[[ Text passage, beginning ]]

With some drill-sargeant-like time management (one night when baseball practice was cancelled and Saturday afternoon, while M was hanging with his buddies), we managed to complete both projects in time.

Z was not receptive to the idea of carving soap, but after a bit of discussion, he did acquiesce to relief carving, rather than 3-D, for this, his first project. I happened to have a set of little chisels in the basement, leftover from that time I was going to learn to carve, but never got around to it. He did great, and I hardly helped him at all, other than the suggestion of enlarging the bird photo from the book and tracing it for his pattern (and a little painting right at the end, when he ran out of enthusiasm for all that blue). Once he asked me to do the details around the wings, but it turned out that he handled the tools much better than I did, and took them back from me after two attempted feathers.


For something completely different, E wanted to make a stuffed animal road runner. I recommended felt, for ease of use and no unravelingIt ended up being not so much stuffed as flat...and I might put E to work making my Christmas ornaments next year.


I ended up helping him a lot more than I did Z––cutting out pieces and sewing around the tricky parts, like beak and feet, and I glued on the background when E, too, ran out of energy and enthusiasm right at the end. It's interesting how much more I helped with the work I know how to do and am comfortable with, while with something neither of us knew about, Z took the lead. It will be a good lesson to keep in mind for future projects.

They both seemed to have fun and were proud of their results, but I'd really love to make time for them to do more self-directed project work.

Wednesday, May 22, 2013

Birthday Wrap-Up

We survived the Big Birthday Weekend.

[[ Text passage, end ]]

## Things to do
1: List every person the project text refers to by a single capital letter.
2: Rewrite everything in the project text from "Z was not receptive" down to "two attempted feathers.", substituting "knives" for "chisels".
The entries have no connection to the project text.

[[ Records supplied, beginning ]]

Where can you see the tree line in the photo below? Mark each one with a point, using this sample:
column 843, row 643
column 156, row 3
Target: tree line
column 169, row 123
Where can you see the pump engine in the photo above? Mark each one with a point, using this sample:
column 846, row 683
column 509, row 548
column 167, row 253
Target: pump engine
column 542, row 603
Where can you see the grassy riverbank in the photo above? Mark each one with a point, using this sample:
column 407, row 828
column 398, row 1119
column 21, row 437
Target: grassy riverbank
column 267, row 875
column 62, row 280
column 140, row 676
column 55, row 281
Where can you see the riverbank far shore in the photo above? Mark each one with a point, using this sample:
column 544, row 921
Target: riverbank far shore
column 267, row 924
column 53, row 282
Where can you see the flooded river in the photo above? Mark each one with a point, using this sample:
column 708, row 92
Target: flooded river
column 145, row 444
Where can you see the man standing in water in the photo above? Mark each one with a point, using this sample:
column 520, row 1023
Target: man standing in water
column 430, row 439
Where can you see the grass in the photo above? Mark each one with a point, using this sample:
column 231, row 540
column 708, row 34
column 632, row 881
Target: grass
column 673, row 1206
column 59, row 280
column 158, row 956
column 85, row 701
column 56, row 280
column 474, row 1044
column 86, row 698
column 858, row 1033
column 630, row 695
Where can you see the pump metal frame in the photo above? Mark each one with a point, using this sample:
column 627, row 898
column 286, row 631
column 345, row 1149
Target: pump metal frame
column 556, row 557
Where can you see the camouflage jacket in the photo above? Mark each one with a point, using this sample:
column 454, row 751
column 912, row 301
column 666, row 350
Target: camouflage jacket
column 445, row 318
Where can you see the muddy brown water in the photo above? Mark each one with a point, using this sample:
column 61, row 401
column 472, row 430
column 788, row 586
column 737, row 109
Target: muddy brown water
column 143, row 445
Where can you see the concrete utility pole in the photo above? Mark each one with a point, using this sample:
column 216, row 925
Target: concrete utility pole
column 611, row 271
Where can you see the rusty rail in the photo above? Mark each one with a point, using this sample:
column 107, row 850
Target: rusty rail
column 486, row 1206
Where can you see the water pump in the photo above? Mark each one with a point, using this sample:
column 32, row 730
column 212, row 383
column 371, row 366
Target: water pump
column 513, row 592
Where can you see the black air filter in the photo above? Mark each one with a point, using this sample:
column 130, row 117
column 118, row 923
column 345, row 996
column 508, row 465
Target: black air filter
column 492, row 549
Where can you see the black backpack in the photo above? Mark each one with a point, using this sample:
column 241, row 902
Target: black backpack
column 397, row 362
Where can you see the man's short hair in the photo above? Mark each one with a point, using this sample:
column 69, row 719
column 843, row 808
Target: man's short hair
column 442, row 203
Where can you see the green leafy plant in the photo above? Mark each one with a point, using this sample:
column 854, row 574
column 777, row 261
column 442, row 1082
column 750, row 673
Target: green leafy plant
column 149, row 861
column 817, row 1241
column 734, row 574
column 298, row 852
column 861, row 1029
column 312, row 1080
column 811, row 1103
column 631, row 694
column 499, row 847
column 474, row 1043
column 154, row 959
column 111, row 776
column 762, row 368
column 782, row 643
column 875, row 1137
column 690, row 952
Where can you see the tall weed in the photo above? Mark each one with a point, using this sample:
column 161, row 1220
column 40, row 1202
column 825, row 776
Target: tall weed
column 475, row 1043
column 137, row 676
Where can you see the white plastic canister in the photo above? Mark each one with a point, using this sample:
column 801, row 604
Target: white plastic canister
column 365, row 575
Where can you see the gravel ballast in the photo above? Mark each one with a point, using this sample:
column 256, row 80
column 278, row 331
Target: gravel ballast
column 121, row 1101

[[ Records supplied, end ]]

## Numbered answers
1: M, Z, E

2:
Z was not receptive to the idea of carving soap, but after a bit of discussion, he did acquiesce to relief carving, rather than 3-D, for this, his first project. I happened to have a set of little knives in the basement, leftover from that time I was going to learn to carve, but never got around to it. He did great, and I hardly helped him at all, other than the suggestion of enlarging the bird photo from the book and tracing it for his pattern (and a little painting right at the end, when he ran out of enthusiasm for all that blue). Once he asked me to do the details around the wings, but it turned out that he handled the tools much better than I did, and took them back from me after two attempted feathers.